New bill to target water ownership by NSW politicians

By Country News

A new bill has been introduced into NSW Parliament in a bid to improve transparency around the pecuniary interests register, which outlines politicians’ financial interests, by including water ownership.

NSW Water Minister Melinda Pavey introduced the bill last week to ‘‘provide more certainty to members of parliament and improve public confidence in the pecuniary interests register’’.

However, NSW State Member for Murray Helen Dalton said it is a ‘‘watered-down version’’ of the bill she introduced last year.

‘‘After nine years of allowing politicians and corporations to secretly own water, the NSW Government is finally doing something,’’ she said.

Mrs Dalton introduced a bill last year to force politicians to declare their water ownership, as well as creating a register of all individuals and corporations who own water.

Discussion on her bill was delayed so long its deadline expired.

The Shooters, Fishers and Farmers Party, of which Mrs Dalton is a member, planned to reintroduce it in the lower and upper houses last week.

‘‘On Tuesday, I tried to re-introduce my bill. The government wouldn’t let me, using COVID-19 restrictions to stop me from entering parliament,” she said.

‘‘On the same day, Minister Pavey tabled her bill.

‘‘Does the bill cover retrospective water ownership? Does it cover the spouses of politicians? I’m betting it probably doesn’t.

‘‘The bill title (Constitution Amendment Water Accountability and Transparency Bill 2020) suggests it does nothing about foreign or domestic companies that own water.

#### DATA TO EXAMINE:
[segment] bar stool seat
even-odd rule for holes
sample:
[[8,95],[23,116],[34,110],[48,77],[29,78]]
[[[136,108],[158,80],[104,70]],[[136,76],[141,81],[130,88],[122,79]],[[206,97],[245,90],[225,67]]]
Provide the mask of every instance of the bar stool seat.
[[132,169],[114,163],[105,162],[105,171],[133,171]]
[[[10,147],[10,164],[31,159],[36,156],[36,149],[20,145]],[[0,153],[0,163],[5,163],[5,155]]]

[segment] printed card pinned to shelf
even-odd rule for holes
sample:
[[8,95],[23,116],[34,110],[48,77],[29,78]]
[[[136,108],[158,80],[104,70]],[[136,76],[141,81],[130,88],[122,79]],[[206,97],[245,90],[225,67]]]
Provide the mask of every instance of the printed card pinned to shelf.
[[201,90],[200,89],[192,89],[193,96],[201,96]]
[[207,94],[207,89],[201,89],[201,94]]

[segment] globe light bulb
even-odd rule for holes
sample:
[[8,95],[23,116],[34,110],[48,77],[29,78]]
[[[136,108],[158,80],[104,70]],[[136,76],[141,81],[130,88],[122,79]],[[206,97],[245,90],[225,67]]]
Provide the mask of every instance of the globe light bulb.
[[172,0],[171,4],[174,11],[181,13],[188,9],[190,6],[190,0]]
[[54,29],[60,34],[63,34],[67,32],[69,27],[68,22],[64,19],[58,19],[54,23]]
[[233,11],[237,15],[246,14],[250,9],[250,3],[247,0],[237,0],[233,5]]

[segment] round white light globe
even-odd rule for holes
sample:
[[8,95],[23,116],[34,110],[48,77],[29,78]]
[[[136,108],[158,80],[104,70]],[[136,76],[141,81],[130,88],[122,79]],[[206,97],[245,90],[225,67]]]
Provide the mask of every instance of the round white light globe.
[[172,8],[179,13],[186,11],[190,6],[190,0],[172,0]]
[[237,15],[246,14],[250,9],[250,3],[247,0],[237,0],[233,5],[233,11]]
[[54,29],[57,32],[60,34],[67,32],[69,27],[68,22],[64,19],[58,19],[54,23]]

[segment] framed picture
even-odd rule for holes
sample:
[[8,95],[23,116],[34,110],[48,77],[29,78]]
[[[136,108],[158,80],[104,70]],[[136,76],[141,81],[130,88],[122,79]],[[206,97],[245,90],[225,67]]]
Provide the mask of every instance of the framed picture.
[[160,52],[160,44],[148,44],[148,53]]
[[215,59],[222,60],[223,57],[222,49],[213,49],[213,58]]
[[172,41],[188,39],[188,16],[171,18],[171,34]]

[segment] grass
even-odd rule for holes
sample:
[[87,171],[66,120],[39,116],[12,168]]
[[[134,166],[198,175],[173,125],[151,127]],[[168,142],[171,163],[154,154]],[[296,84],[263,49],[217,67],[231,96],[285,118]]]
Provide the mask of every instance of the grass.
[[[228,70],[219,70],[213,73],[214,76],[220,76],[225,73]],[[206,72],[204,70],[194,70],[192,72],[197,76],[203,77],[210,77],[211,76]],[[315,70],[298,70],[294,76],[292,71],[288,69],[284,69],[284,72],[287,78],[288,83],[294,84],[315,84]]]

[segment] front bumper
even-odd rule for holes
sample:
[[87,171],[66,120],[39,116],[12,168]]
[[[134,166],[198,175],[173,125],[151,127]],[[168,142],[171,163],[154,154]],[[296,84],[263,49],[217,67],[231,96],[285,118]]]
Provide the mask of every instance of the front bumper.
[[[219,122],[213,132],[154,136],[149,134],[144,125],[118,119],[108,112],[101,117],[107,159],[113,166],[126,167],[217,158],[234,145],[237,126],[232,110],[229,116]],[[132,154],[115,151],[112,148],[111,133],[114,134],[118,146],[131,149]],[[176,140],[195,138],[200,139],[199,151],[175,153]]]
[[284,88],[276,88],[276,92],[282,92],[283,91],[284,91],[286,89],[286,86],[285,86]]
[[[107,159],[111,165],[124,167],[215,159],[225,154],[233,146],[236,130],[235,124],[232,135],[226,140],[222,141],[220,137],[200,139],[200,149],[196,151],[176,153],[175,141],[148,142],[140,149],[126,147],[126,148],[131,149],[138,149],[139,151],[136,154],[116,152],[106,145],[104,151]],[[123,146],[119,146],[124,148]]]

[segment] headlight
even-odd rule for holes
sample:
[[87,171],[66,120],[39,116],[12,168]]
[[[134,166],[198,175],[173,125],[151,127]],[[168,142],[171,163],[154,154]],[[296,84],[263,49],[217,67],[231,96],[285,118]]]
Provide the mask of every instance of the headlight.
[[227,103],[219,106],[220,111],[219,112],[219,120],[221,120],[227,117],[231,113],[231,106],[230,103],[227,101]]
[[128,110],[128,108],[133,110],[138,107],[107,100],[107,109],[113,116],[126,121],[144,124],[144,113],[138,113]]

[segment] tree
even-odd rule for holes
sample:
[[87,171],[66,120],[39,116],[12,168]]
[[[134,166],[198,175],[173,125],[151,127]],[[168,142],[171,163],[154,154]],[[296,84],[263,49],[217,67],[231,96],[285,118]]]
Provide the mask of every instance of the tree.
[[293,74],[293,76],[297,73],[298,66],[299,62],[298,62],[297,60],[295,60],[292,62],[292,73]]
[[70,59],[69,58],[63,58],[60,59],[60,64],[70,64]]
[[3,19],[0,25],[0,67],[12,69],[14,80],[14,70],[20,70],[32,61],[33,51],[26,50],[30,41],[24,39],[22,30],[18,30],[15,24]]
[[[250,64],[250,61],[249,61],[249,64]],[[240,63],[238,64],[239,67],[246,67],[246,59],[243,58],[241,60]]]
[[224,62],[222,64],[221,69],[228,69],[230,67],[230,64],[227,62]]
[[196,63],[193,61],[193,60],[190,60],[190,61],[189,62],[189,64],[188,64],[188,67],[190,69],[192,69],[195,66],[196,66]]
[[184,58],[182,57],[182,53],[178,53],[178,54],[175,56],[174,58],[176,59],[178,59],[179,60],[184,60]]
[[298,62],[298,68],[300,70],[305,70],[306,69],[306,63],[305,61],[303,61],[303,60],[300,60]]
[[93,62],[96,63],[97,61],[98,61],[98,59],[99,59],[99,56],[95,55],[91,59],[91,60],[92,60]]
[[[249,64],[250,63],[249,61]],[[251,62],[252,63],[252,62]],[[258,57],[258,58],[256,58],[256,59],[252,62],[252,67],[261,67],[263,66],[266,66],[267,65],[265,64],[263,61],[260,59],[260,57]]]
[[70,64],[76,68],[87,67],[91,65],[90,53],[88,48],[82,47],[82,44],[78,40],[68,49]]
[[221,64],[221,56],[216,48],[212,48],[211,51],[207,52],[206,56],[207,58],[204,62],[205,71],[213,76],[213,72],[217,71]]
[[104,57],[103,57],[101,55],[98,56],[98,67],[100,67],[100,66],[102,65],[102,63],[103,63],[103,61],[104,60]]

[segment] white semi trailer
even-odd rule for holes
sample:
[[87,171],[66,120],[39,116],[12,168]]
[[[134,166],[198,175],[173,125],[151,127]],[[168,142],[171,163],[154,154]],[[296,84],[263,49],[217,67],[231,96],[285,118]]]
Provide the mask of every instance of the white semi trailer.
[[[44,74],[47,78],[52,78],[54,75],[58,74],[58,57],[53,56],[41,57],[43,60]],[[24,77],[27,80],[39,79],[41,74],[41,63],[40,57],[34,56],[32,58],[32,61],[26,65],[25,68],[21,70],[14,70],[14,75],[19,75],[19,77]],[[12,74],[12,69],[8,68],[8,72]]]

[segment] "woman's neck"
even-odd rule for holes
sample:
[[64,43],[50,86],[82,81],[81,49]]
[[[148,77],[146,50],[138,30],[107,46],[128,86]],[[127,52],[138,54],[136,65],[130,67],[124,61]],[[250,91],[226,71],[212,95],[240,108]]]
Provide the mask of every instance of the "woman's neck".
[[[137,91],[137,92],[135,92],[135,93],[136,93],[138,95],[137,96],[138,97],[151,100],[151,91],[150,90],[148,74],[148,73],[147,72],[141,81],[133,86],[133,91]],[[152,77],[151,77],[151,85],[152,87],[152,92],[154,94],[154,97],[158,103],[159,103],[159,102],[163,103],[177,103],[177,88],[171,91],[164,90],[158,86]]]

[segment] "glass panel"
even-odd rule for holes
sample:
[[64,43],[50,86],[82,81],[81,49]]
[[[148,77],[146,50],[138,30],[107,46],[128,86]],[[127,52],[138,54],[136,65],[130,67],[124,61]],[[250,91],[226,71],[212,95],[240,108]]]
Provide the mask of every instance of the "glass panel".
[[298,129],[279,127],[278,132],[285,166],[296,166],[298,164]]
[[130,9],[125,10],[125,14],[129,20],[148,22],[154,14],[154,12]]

#### WHAT IS BEING ASKED:
In the article on the NSW water ownership bill, which matters does Helen Dalton suggest Melinda Pavey's bill may not cover?

#### RESPONSE BOX:
- Retrospective water ownership
- The spouses of politicians
- Foreign or domestic companies that own water